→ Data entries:

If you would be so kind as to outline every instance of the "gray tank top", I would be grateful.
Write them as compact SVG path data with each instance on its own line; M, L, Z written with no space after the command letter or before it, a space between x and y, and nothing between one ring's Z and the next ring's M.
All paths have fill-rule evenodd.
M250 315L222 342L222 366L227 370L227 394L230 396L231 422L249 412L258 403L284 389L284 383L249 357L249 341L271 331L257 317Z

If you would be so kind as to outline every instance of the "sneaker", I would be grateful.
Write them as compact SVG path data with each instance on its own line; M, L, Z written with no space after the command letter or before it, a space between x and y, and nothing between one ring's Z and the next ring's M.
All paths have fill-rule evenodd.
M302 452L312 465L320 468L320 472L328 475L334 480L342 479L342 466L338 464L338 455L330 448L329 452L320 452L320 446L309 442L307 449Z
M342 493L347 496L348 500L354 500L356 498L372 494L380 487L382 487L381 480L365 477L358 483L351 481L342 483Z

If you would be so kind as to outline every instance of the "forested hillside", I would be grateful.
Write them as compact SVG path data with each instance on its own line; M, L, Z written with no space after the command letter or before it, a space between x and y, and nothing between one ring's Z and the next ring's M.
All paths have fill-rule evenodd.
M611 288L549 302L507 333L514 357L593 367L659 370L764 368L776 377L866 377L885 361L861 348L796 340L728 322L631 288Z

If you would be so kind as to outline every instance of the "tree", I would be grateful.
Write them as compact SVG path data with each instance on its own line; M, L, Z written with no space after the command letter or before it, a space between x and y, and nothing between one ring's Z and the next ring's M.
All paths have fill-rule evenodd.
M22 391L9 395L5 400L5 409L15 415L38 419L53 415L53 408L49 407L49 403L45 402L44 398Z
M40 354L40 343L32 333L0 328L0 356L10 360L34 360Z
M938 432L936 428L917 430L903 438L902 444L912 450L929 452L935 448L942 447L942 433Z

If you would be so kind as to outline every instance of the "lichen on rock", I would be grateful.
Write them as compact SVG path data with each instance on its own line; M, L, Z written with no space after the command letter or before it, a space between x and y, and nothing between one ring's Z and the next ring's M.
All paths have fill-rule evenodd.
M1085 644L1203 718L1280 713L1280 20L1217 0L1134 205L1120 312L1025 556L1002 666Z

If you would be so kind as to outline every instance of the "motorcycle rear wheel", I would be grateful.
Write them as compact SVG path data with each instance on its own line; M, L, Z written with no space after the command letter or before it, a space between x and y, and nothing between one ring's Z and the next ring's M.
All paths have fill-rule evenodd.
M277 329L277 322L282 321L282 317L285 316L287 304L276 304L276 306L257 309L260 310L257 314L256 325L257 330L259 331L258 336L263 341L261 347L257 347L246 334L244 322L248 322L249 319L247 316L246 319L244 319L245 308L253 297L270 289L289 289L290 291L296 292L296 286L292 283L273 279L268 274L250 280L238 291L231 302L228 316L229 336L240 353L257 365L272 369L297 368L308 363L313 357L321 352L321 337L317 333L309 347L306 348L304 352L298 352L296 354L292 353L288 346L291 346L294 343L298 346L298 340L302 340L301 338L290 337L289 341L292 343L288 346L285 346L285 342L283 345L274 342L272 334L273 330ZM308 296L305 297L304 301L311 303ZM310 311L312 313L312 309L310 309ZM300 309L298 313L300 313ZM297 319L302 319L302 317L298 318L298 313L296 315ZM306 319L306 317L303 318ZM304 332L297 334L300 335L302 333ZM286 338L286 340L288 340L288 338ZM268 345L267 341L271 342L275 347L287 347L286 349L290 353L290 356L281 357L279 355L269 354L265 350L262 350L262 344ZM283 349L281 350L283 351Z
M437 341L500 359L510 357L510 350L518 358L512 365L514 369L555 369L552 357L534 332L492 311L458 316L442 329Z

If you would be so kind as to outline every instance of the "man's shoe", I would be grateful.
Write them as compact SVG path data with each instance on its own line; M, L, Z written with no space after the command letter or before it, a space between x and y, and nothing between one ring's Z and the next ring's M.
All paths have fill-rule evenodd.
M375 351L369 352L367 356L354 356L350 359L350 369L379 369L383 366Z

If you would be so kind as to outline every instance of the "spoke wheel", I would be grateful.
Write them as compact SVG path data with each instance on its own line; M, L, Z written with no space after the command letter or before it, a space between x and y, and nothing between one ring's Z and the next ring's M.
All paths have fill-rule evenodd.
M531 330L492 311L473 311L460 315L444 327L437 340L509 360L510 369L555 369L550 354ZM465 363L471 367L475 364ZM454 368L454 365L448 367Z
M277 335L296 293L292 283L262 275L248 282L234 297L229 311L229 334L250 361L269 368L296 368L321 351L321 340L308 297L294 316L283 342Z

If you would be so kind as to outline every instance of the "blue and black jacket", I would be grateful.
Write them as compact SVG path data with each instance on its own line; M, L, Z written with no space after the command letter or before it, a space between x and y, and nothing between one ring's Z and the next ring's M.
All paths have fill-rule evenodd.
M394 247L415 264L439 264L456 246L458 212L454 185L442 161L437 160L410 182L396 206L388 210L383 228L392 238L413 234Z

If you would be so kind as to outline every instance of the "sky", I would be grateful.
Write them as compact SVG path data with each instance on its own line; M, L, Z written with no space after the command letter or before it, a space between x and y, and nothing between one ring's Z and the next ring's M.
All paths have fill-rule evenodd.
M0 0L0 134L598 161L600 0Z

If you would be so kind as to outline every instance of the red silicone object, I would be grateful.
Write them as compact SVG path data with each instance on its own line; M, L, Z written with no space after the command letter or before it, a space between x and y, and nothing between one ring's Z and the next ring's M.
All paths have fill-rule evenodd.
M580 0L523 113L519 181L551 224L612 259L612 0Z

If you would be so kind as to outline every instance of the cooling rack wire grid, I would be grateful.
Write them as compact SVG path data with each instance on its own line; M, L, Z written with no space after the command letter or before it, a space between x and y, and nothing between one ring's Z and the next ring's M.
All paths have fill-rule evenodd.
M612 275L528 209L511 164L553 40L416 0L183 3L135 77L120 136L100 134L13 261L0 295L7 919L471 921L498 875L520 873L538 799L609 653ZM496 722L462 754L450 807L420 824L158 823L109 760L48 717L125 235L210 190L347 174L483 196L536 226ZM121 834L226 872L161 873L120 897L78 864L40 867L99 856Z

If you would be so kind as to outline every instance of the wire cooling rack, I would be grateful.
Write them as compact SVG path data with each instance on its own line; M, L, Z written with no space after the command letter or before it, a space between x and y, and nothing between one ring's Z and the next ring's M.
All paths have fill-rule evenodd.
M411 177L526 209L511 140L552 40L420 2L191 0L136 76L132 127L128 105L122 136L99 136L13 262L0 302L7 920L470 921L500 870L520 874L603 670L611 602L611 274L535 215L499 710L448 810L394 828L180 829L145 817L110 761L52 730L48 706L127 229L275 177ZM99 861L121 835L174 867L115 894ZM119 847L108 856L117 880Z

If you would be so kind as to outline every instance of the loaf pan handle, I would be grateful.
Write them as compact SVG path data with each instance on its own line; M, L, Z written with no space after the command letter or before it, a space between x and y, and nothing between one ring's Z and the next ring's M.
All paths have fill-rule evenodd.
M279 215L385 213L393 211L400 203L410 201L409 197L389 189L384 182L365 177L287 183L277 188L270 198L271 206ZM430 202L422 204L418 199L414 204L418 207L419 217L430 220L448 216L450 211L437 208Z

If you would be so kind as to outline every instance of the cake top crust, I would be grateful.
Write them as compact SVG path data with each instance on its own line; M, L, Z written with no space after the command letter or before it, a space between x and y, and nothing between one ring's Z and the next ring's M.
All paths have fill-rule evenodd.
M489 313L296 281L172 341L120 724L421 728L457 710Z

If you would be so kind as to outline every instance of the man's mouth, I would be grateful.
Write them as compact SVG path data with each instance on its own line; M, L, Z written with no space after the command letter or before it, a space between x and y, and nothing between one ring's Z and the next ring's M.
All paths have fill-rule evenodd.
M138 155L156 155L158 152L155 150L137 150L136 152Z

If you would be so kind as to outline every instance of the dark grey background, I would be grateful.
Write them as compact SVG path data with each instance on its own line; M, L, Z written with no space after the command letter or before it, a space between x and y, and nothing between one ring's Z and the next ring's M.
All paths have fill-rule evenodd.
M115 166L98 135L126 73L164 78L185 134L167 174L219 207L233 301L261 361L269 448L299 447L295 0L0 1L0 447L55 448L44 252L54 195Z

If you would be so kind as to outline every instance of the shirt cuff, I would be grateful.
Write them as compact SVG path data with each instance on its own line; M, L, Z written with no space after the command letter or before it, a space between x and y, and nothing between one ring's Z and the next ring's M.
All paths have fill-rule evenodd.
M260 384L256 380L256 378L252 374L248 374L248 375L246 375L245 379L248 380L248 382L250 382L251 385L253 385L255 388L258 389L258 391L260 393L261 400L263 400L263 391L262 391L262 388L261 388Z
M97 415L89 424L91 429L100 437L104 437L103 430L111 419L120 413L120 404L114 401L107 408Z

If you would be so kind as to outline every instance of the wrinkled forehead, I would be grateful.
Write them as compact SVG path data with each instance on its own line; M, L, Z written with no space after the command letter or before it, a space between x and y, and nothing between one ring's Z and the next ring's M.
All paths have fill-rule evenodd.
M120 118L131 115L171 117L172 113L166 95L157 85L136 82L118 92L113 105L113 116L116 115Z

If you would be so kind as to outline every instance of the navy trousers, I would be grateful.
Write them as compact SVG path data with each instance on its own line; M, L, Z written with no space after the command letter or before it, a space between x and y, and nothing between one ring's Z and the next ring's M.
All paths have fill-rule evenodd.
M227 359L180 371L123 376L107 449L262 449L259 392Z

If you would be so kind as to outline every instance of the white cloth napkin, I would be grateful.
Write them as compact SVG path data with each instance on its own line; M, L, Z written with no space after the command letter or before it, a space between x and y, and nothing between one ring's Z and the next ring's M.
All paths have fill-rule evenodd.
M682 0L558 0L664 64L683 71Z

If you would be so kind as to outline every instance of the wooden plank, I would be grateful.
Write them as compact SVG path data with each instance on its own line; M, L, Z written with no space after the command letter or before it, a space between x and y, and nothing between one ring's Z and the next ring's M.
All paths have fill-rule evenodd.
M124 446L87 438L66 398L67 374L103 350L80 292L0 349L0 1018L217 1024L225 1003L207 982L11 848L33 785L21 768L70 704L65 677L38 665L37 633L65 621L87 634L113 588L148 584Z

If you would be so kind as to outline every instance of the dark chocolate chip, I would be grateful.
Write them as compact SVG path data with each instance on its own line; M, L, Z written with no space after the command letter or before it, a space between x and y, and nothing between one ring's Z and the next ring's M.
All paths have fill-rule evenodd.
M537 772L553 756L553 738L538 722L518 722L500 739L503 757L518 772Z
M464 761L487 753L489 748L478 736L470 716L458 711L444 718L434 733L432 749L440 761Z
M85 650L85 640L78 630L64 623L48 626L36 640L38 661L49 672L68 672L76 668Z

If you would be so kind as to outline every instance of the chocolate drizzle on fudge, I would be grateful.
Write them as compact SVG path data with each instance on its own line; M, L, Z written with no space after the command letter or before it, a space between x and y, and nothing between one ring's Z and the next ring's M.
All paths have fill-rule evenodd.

→ Task item: Pick from the records each line that contains the word "cooling" and show it.

→ Output for this exercise:
If you would be so kind as to outline every instance of the cooling rack wire grid, I would be grateful.
If you would be so kind as to outline every instance of the wire cooling rack, I would be grateful.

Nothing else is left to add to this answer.